**TEXTO DE LECTURA:**
¿Por qué nos sentimos atraídos por las cosas brillantes?, ¿Por
qué los puestos de los mercadillos ejercen una influencia inexplicable en
nosotros y no tenemos más remedio que acercarnos a mirarlos?, ¿Por qué no
podemos resistirnos a esa magia especial de los objetos únicos que sabemos que
no tiene nadie más?
Esa deliciosa enfermedad, ese síndrome, es el síndrome de
Cukiógenes. Está en nuestra naturaleza el apreciar las cosas bellas,
independientemente de su utilidad. ¿Para qué se inventaron si no los adornos,
objetos sin más utilidad que hacer la vida un poco más bonita?

**PROBLEMA PROPUESTO:**
Escribe la continuación del texto sobre el síndrome de Cukiógenes desde su última oración.

**DATOS REGISTRADOS:**
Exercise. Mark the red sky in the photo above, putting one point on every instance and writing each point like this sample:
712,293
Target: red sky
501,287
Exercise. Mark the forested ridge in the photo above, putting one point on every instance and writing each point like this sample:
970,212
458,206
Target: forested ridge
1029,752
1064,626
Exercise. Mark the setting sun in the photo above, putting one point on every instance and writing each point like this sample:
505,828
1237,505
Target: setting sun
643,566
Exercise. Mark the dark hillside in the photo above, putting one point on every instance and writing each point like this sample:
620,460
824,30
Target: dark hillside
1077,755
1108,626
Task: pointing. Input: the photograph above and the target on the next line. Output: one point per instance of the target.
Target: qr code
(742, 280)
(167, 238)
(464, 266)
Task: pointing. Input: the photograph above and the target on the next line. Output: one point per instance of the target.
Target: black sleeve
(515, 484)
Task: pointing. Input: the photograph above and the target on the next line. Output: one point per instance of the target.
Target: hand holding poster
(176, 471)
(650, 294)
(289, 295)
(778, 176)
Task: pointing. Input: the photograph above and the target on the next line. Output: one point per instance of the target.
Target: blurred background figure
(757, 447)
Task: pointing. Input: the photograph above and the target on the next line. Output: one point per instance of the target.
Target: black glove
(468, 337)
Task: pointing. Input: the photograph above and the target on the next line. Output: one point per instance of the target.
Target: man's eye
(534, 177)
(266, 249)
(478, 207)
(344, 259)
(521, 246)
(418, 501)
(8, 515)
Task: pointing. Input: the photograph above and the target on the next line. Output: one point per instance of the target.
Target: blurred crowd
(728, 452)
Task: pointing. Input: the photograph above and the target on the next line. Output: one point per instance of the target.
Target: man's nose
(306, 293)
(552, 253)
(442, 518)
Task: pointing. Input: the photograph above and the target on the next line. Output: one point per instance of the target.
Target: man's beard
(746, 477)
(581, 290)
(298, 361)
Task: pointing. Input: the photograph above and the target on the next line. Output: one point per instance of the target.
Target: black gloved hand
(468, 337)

**RESPUESTA REDACTADA:**
Y sin embargo, son esas pequeñas cosas las que componen
nuestra memoria vital. La muñeca de trapo que tenía un vestido del mismo color
que las cortinas del cuarto, el adorno de navidad tan precioso que era lo
primero que colgábamos y tomábamos como referencia para disponer el resto, o
esa caja de tesoros de madera brillante que nos hace saltar las lágrimas
después de años sin verla.
Los Cukiógenes no podemos ni queremos curarnos. Por eso,
intentamos transformar objetos sencillos en tesoros tan especiales, que algún
día sean amados tanto por alguien como lo fueron por nosotros.